## [What to do]
The copy you return should hold every record below word for word and no images.

## [Data for this exercise]
══════

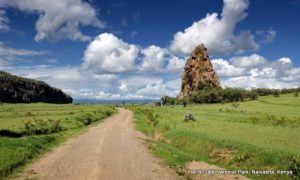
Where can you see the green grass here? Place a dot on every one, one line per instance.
(40, 127)
(261, 135)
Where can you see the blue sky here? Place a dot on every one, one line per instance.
(117, 49)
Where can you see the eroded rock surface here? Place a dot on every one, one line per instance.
(198, 73)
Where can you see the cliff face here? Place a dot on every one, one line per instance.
(198, 73)
(14, 89)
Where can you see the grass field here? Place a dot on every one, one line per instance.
(28, 130)
(255, 135)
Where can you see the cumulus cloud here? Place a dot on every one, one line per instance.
(255, 71)
(253, 60)
(217, 33)
(109, 54)
(153, 59)
(225, 69)
(60, 19)
(155, 90)
(9, 55)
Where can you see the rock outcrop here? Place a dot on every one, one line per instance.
(14, 89)
(198, 73)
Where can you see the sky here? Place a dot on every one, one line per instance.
(118, 49)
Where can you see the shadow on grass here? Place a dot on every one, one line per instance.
(11, 134)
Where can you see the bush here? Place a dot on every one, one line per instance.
(188, 117)
(40, 126)
(295, 167)
(150, 117)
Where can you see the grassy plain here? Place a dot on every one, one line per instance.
(263, 134)
(28, 130)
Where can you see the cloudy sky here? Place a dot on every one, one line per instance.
(118, 49)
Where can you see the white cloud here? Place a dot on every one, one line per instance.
(155, 90)
(270, 36)
(153, 60)
(108, 54)
(253, 60)
(123, 87)
(9, 55)
(255, 71)
(58, 19)
(4, 21)
(217, 33)
(224, 69)
(285, 60)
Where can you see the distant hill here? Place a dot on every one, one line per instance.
(14, 89)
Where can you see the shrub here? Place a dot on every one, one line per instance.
(87, 119)
(40, 126)
(188, 117)
(295, 167)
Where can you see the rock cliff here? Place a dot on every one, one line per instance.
(198, 73)
(14, 89)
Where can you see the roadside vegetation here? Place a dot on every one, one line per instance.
(209, 95)
(28, 130)
(261, 134)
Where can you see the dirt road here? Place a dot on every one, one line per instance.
(111, 150)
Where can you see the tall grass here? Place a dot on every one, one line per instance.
(28, 130)
(262, 134)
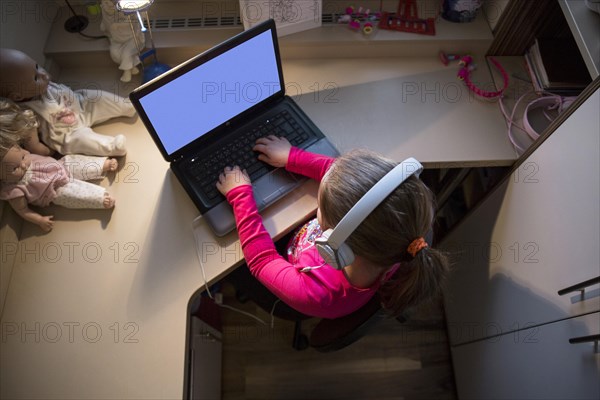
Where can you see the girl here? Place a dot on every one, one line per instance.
(391, 255)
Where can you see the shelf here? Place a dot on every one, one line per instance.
(331, 40)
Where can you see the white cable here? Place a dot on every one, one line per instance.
(200, 258)
(243, 312)
(206, 281)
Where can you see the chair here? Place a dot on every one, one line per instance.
(334, 334)
(328, 334)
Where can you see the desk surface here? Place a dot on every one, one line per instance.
(97, 307)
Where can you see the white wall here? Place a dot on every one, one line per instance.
(493, 9)
(25, 25)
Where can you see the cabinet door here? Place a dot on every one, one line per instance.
(535, 235)
(206, 362)
(535, 363)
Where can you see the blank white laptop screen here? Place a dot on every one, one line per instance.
(213, 92)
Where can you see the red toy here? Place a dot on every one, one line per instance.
(407, 19)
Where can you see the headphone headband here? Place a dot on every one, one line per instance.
(366, 204)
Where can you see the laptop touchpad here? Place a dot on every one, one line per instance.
(271, 187)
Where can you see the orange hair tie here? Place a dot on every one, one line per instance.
(417, 245)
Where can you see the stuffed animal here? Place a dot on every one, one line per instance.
(126, 39)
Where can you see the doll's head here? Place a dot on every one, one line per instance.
(22, 77)
(14, 164)
(16, 124)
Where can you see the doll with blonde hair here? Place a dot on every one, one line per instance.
(66, 115)
(27, 178)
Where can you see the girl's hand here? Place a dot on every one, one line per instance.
(274, 150)
(231, 178)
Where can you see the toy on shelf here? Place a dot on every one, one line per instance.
(360, 20)
(66, 116)
(466, 64)
(125, 40)
(445, 58)
(32, 179)
(407, 19)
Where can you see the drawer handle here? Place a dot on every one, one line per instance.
(586, 339)
(579, 287)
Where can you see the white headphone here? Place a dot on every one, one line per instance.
(331, 244)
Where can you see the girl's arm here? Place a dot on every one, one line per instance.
(306, 293)
(308, 164)
(21, 207)
(278, 152)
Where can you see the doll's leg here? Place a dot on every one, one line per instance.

══════

## [Solution]
Where can you see the green grass here? Place a dot on every one, one line per instance.
(40, 127)
(261, 135)
Where can you see the blue sky here? Place a dot on every one, one line per instance.
(117, 49)
Where can you see the eroded rock surface here? Place a dot on every one, one line per instance.
(198, 73)
Where can you see the cliff face here? Place a dot on every one, one line per instance.
(198, 73)
(14, 89)
Where can you see the grass field here? Place a dot on every one, one line per instance.
(28, 130)
(255, 135)
Where can you see the cumulus cloud here? Place a dot on every one, one line per instance.
(255, 71)
(253, 60)
(217, 33)
(109, 54)
(153, 59)
(225, 69)
(60, 19)
(155, 90)
(9, 55)
Where can you see the rock outcrop here? Place a dot on every one, one line per instance.
(14, 89)
(198, 73)
Where can you see the sky here? Place a dot on every one, one line per instance.
(118, 49)
Where can you see the shadow on grass here? Place a dot on every one, one line per instance.
(11, 134)
Where can you see the bush here? Place a dot on every one, one line per instance.
(188, 117)
(40, 126)
(295, 167)
(150, 117)
Where can you see the grassy plain here? Place a dot on every one, one line per instance.
(263, 134)
(28, 130)
Where can you see the cloudy sky here? Place a dot on every one, one line per instance.
(118, 49)
Where can you see the white cloud here? Place a dot on every one, one line per instance.
(155, 90)
(270, 36)
(153, 60)
(108, 54)
(253, 60)
(123, 87)
(9, 55)
(255, 71)
(58, 19)
(4, 21)
(217, 33)
(224, 69)
(285, 60)
Where can you see the distant hill here? Place a dot on every one, one line per instance.
(14, 89)
Where can you see the shrub here? Place a dot on every one, one line per instance.
(87, 119)
(40, 126)
(188, 117)
(295, 167)
Where can you see the rock cliff here? Place a dot on every one, one line per instance.
(198, 73)
(14, 89)
Where can you see the roadside vegetation here? Place a dot on every one, one line per instance.
(209, 95)
(28, 130)
(261, 134)
Where can you see the dirt road here? Place a dot on every one, one line per instance.
(111, 150)
Where can you see the tall grass here? Place a dot on every one, one line per instance.
(28, 130)
(262, 134)
Where can you see the girl here? Place a dot on every one, one line per instance.
(391, 255)
Where can you see the shelf here? Place a dot on every one, one line per instance.
(331, 40)
Where can you see the white cable here? Place a dot on every one, one line per instance.
(200, 258)
(243, 312)
(206, 281)
Where can you see the chair here? Place a dot on every one, one line per instance.
(334, 334)
(328, 334)
Where can you see the desk surface here? Place a dot on every one, one line per instance.
(97, 307)
Where can you see the white wall here? Place a dot on every one, one line per instance.
(493, 9)
(25, 25)
Where can you see the cabinet door here? Place a dot on every one, one line per instance.
(535, 235)
(206, 362)
(535, 363)
Where can you see the blank white laptop screen here? Place a dot on every one, one line per instance.
(213, 92)
Where can you see the red toy here? Place a dot on every one, one line per instance.
(407, 19)
Where can you see the headphone headband here? Place a dot on every one, one line per instance.
(366, 204)
Where can you see the laptop touchpad here? Place a dot on every one, one line per instance.
(271, 187)
Where can you see the orange hair tie here? Place a dot on every one, one line per instance.
(417, 245)
Where can you see the stuffed animal here? Place a dot on every one, one line per instance.
(126, 39)
Where can you see the doll's head here? Place a dot on every one, one line per instance.
(22, 77)
(14, 164)
(16, 124)
Where can you see the doll with blonde hair here? Place a dot on every one, one line per instance.
(66, 115)
(27, 178)
Where can you see the girl's hand here? Place a dot on every one, one line per instance.
(274, 150)
(231, 178)
Where can you see the toy on shelf here? Place a dot on every one, one line per instance.
(360, 20)
(66, 116)
(466, 64)
(125, 40)
(445, 58)
(32, 179)
(407, 19)
Where can you see the drawer handle here? Place a dot on every one, one line per instance.
(586, 339)
(579, 287)
Where can you see the white headphone here? Place a dot on every one, one line per instance.
(331, 244)
Where can you see the girl's arm here? Place a dot on every one, one line per instance.
(306, 293)
(308, 164)
(21, 207)
(278, 152)
Where can you see the doll's leg here? Place a dot on every one, one line per instance.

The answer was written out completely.